**Article:**
☆ ☆ ☆ ☆ ☆

The Health & Safety folks in New Zealand would have a stroke on the rim of the Grand Canyon.
Fences are few and far between. Books have been written to make those Health & Safety faces nod up and down knowingly: Over the Edge: Gripping Accounts of All Known Fatal Mishaps in the Most Famous of the World’s Seven Natural Wonders. That is a long title – but then it is quite a long drop, too.
At one stage I thought my friend, Victor, might add another chapter to these ‘gripping accounts’:
But, thankfully, Victor is still with us…
The grandeur of the Grand Canyon could never be captured in pictures. However, somewhat surprisingly, it was captured for me in words. We had walked along the edge for an hour or two, soaking it all in and watching (through my fingers) people perching themselves at impossible vantage points … and then we came back to a museum stuck on the edge with panoramic views.
But once inside the museum I found myself looking down, not up and out, as I was captured by facts and statistics which helped me grasp how wide and long and deep this canyon actually is.

☆ ☆ ☆ ☆ ☆

Point labeling dataset excerpts:
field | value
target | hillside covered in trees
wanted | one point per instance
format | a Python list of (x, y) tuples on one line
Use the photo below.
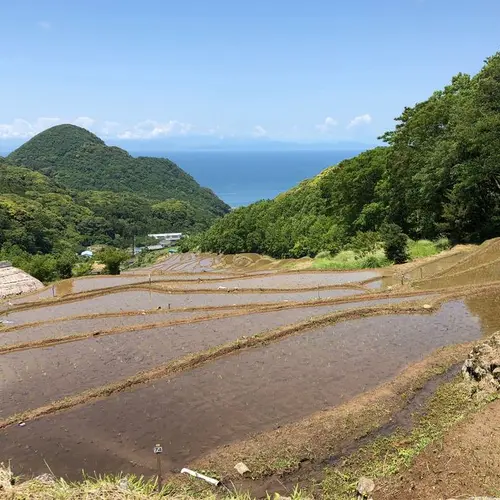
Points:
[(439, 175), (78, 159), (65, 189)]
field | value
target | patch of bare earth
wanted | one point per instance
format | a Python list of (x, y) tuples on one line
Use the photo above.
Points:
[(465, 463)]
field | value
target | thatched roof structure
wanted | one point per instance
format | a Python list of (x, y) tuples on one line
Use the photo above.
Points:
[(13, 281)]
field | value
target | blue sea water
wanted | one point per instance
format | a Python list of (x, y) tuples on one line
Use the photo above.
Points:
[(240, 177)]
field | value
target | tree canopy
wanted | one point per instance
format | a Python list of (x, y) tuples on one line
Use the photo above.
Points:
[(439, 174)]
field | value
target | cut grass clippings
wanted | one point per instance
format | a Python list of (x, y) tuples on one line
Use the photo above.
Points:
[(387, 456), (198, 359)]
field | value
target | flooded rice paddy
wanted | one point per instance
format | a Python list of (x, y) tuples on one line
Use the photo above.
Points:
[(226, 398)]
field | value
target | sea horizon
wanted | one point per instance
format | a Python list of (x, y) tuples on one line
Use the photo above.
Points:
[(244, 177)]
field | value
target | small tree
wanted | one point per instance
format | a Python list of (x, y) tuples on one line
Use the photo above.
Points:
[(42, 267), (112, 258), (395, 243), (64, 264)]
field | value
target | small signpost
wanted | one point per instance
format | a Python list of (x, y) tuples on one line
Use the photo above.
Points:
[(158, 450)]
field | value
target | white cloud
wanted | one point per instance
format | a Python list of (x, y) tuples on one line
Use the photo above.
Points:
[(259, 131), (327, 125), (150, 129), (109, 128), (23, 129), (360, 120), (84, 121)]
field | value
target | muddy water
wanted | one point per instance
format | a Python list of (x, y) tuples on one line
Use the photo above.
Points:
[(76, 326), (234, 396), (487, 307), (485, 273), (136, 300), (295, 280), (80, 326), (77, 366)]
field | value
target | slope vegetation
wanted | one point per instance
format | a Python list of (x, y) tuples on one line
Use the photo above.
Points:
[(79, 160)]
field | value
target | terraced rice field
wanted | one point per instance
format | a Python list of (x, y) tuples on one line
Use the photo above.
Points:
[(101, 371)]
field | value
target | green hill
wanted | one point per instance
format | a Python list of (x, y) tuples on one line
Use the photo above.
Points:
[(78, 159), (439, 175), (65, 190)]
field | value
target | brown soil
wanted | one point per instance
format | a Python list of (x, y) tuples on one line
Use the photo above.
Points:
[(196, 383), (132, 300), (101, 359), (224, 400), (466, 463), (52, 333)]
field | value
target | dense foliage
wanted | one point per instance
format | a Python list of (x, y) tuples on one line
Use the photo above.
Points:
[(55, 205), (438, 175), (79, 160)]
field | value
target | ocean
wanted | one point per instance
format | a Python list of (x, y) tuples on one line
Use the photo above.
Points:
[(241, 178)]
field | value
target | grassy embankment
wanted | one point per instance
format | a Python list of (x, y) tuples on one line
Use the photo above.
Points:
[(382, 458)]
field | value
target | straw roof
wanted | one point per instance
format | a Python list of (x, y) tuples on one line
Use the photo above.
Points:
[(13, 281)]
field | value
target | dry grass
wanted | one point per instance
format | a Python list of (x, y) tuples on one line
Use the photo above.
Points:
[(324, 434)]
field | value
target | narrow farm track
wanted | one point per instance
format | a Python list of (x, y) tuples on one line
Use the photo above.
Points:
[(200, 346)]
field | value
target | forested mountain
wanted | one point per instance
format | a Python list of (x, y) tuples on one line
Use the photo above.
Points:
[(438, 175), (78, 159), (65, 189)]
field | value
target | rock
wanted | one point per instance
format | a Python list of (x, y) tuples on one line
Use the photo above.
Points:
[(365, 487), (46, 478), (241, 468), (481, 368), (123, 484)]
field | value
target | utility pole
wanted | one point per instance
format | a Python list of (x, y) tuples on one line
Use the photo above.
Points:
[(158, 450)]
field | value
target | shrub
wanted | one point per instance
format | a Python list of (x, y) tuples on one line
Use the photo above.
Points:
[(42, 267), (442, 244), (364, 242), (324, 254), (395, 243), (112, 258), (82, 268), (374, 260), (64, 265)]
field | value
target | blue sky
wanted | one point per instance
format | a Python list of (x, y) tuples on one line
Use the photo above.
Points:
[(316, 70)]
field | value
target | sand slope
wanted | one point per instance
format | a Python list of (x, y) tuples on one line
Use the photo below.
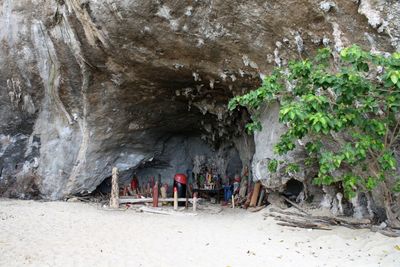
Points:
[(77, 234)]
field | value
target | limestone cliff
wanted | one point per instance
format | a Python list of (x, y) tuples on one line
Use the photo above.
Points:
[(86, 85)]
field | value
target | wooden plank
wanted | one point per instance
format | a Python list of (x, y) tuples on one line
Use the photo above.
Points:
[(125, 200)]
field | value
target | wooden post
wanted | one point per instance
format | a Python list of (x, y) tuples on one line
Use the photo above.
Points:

☆ ☆ ☆ ☆ ☆

**Problem set:**
1: Write out the part of the Grand Canyon text that opens with the words containing "Fences are few" and closes with "long drop, too.", substituting "Railings" for "Fences".
2: Answer these questions using the Grand Canyon text:
(a) Which country's Health & Safety officials are mentioned?
(b) What is the name of the friend who the writer feared might add another chapter?
(c) For how long did the writer walk along the edge before reaching the museum?

**Exercise results:**
1:
Railings are few and far between. Books have been written to make those Health & Safety faces nod up and down knowingly: Over the Edge: Gripping Accounts of All Known Fatal Mishaps in the Most Famous of the World’s Seven Natural Wonders. That is a long title – but then it is quite a long drop, too.

2:
(a) New Zealand
(b) Victor
(c) An hour or two